YOUR GOAL =>
Extract from the passage on New Zealand shares, word for word, everything from "The S&P/NZX 50" down to "to turn upwards.".

EXERCISE PASSAGE =>
★ ★ ★ ★ ★

New Zealand shares joined a global selloff as investor sentiment soured amid warnings that easing lockdowns could cause a second wave of Covid-19 infections.
The S&P/NZX 50 Index slipped 30.64 points, or 0.3 per cent, to 10,788.03. Within the index, 31 stocks fell and 19 rose. Turnover was $236.2 million.
Stock markets across Asia followed Wall Street lower after US infectious disease expert Anthony Fauci warned premature lifting of lockdowns could trigger new outbreaks of the deadly coronavirus, claiming more lives and further damaging economies, many of which have started to reopen.
New Zealand's benchmark index fell as much as 1.3 per cent during the day, before regaining some ground as US futures began to turn upwards.
"Our market started off weaker, but we've actually picked up some momentum," said Peter McIntyre, an investment adviser at Craigs Investment Partners.

★ ★ ★ ★ ★

Records excerpted from a collection
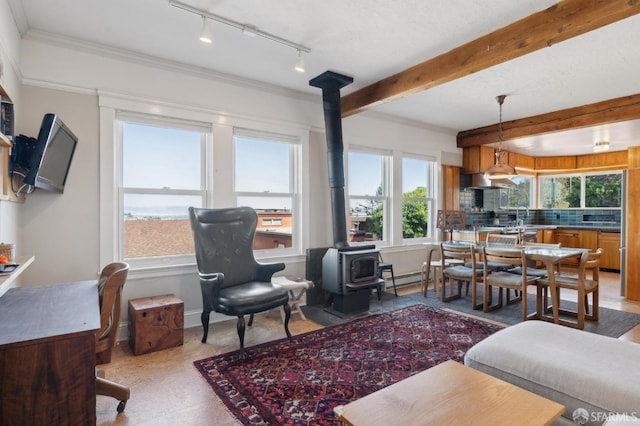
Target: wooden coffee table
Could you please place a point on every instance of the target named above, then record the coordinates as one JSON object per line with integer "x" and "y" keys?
{"x": 450, "y": 393}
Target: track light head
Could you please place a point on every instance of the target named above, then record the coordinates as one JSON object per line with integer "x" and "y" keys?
{"x": 205, "y": 33}
{"x": 300, "y": 64}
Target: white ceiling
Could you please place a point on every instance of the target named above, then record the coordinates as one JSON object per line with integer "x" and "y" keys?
{"x": 370, "y": 40}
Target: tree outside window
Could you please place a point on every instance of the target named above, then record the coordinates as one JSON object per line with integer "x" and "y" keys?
{"x": 560, "y": 192}
{"x": 603, "y": 190}
{"x": 586, "y": 190}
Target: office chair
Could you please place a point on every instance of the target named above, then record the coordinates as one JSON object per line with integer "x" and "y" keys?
{"x": 112, "y": 280}
{"x": 231, "y": 280}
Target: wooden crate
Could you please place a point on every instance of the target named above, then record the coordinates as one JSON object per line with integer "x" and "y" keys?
{"x": 155, "y": 323}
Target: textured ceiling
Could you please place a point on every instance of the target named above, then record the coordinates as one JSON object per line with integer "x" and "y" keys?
{"x": 370, "y": 40}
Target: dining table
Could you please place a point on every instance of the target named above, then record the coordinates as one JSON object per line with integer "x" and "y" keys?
{"x": 549, "y": 256}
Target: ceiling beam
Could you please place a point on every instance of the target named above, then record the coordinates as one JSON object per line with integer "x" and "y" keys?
{"x": 611, "y": 111}
{"x": 562, "y": 21}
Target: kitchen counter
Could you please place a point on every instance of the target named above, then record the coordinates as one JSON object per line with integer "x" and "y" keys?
{"x": 539, "y": 227}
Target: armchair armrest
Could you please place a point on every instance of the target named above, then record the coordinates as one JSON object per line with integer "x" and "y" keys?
{"x": 265, "y": 271}
{"x": 210, "y": 284}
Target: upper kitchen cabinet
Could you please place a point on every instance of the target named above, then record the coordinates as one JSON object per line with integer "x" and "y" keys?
{"x": 522, "y": 161}
{"x": 566, "y": 162}
{"x": 477, "y": 159}
{"x": 6, "y": 187}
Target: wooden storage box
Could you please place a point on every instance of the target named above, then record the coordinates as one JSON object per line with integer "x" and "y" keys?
{"x": 155, "y": 323}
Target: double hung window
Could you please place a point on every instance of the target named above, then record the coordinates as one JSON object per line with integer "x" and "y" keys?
{"x": 368, "y": 187}
{"x": 266, "y": 178}
{"x": 162, "y": 175}
{"x": 418, "y": 197}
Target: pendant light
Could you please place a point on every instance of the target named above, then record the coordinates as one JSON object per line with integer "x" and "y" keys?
{"x": 500, "y": 170}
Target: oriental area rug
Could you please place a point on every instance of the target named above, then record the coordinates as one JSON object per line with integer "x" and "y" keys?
{"x": 299, "y": 381}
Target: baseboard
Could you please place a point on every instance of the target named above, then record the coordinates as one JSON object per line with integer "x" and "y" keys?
{"x": 406, "y": 279}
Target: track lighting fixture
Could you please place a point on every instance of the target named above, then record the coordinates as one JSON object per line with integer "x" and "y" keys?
{"x": 247, "y": 29}
{"x": 205, "y": 33}
{"x": 502, "y": 169}
{"x": 600, "y": 146}
{"x": 300, "y": 64}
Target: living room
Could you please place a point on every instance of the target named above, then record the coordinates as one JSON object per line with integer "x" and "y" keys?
{"x": 74, "y": 234}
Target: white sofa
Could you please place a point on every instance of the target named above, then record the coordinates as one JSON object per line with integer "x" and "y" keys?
{"x": 593, "y": 376}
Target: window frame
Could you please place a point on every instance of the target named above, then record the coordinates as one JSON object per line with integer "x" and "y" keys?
{"x": 384, "y": 199}
{"x": 218, "y": 174}
{"x": 582, "y": 176}
{"x": 432, "y": 183}
{"x": 203, "y": 192}
{"x": 295, "y": 158}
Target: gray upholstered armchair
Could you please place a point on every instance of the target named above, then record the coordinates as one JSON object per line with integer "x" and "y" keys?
{"x": 231, "y": 280}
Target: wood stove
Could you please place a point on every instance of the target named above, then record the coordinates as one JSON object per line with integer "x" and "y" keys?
{"x": 349, "y": 273}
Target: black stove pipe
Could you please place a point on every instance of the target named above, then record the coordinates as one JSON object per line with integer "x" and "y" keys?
{"x": 331, "y": 83}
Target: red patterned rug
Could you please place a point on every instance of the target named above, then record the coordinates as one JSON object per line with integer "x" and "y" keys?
{"x": 299, "y": 381}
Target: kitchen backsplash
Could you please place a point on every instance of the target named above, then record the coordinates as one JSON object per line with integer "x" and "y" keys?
{"x": 489, "y": 202}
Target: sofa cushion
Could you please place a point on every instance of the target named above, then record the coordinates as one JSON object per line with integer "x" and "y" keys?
{"x": 575, "y": 368}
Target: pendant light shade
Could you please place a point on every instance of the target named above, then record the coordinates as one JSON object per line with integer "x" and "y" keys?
{"x": 502, "y": 169}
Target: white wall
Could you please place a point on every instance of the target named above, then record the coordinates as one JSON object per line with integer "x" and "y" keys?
{"x": 9, "y": 60}
{"x": 63, "y": 230}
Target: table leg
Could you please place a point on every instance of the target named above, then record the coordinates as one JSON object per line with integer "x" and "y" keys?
{"x": 555, "y": 299}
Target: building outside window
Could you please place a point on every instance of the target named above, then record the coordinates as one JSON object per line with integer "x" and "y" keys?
{"x": 368, "y": 199}
{"x": 267, "y": 179}
{"x": 520, "y": 195}
{"x": 162, "y": 175}
{"x": 418, "y": 197}
{"x": 603, "y": 190}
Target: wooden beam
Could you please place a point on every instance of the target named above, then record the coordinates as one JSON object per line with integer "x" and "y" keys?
{"x": 562, "y": 21}
{"x": 611, "y": 111}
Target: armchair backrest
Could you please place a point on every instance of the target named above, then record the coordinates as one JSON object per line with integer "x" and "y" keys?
{"x": 110, "y": 284}
{"x": 224, "y": 242}
{"x": 460, "y": 251}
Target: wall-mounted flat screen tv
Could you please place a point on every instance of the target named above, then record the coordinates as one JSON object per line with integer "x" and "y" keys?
{"x": 51, "y": 159}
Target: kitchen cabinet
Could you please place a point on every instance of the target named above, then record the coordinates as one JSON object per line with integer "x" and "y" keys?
{"x": 522, "y": 161}
{"x": 5, "y": 151}
{"x": 477, "y": 159}
{"x": 610, "y": 244}
{"x": 567, "y": 162}
{"x": 547, "y": 236}
{"x": 450, "y": 188}
{"x": 588, "y": 239}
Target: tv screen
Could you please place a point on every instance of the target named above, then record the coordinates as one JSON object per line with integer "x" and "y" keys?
{"x": 52, "y": 155}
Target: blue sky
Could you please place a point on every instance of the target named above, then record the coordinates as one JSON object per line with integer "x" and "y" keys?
{"x": 159, "y": 157}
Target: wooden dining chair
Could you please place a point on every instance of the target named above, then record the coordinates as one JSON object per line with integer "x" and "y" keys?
{"x": 509, "y": 257}
{"x": 583, "y": 285}
{"x": 433, "y": 263}
{"x": 454, "y": 273}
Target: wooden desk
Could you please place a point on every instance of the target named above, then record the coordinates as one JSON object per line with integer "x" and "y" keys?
{"x": 450, "y": 394}
{"x": 8, "y": 281}
{"x": 48, "y": 353}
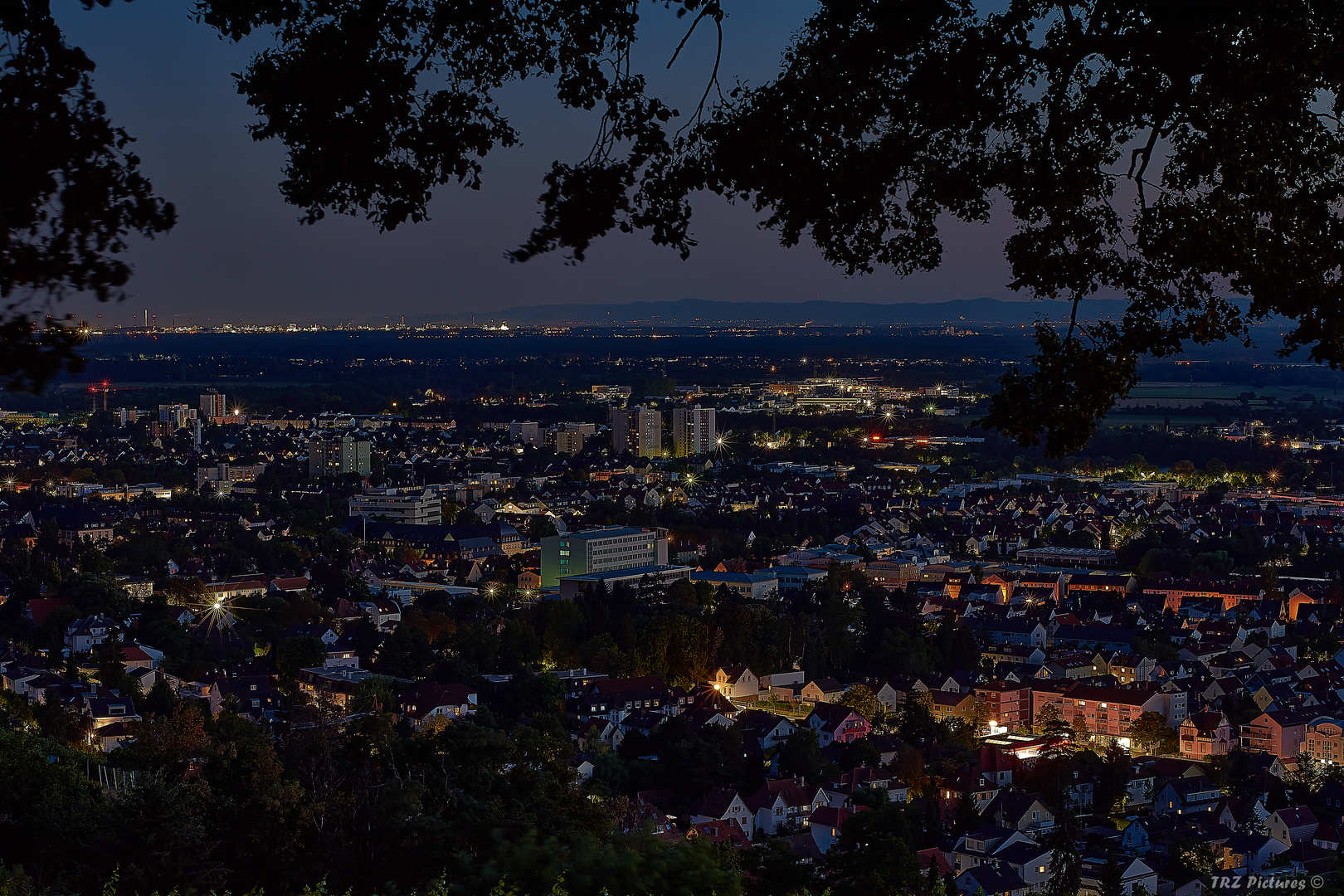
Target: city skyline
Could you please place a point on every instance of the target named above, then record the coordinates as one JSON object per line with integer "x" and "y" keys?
{"x": 238, "y": 250}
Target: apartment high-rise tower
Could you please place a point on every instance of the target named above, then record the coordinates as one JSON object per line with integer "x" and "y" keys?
{"x": 637, "y": 430}
{"x": 694, "y": 430}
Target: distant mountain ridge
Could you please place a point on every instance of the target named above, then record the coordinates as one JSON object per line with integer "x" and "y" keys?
{"x": 700, "y": 310}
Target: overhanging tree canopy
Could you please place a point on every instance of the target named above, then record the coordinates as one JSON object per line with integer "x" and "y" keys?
{"x": 1185, "y": 155}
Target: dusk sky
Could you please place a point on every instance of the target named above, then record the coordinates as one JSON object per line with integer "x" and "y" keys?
{"x": 240, "y": 253}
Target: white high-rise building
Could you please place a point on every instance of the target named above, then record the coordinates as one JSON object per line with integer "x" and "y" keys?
{"x": 694, "y": 430}
{"x": 637, "y": 430}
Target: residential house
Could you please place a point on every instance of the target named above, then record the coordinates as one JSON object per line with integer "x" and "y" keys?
{"x": 1205, "y": 733}
{"x": 1280, "y": 731}
{"x": 782, "y": 805}
{"x": 1292, "y": 825}
{"x": 426, "y": 702}
{"x": 836, "y": 723}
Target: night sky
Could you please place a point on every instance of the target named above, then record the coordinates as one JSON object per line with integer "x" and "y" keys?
{"x": 240, "y": 253}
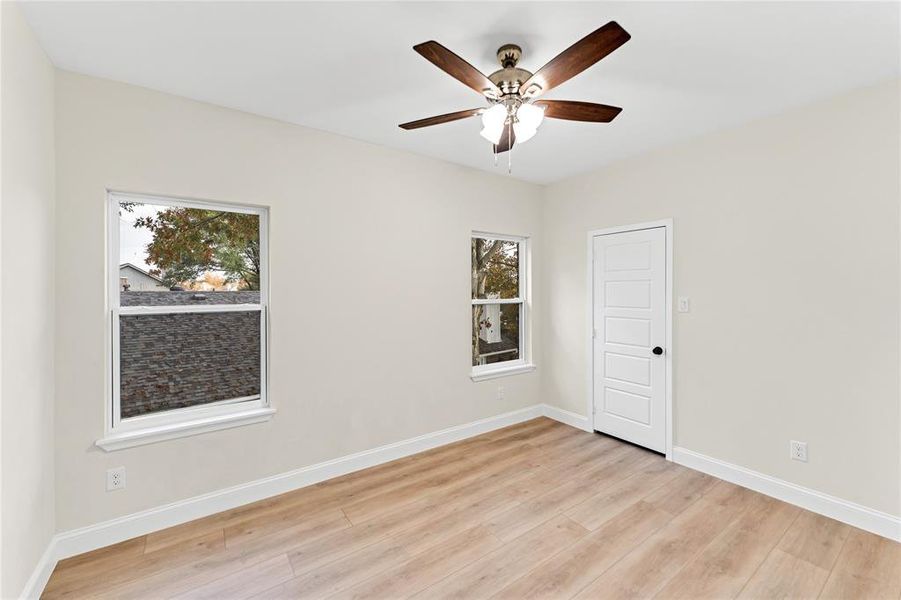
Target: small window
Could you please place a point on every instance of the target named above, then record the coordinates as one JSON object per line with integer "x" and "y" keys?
{"x": 499, "y": 305}
{"x": 188, "y": 305}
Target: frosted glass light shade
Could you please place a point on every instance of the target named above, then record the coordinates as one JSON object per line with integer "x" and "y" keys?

★ ★ ★ ★ ★

OUTPUT BELOW =>
The S&P/NZX 50 Index slipped 30.64 points, or 0.3 per cent, to 10,788.03. Within the index, 31 stocks fell and 19 rose. Turnover was $236.2 million.
Stock markets across Asia followed Wall Street lower after US infectious disease expert Anthony Fauci warned premature lifting of lockdowns could trigger new outbreaks of the deadly coronavirus, claiming more lives and further damaging economies, many of which have started to reopen.
New Zealand's benchmark index fell as much as 1.3 per cent during the day, before regaining some ground as US futures began to turn upwards.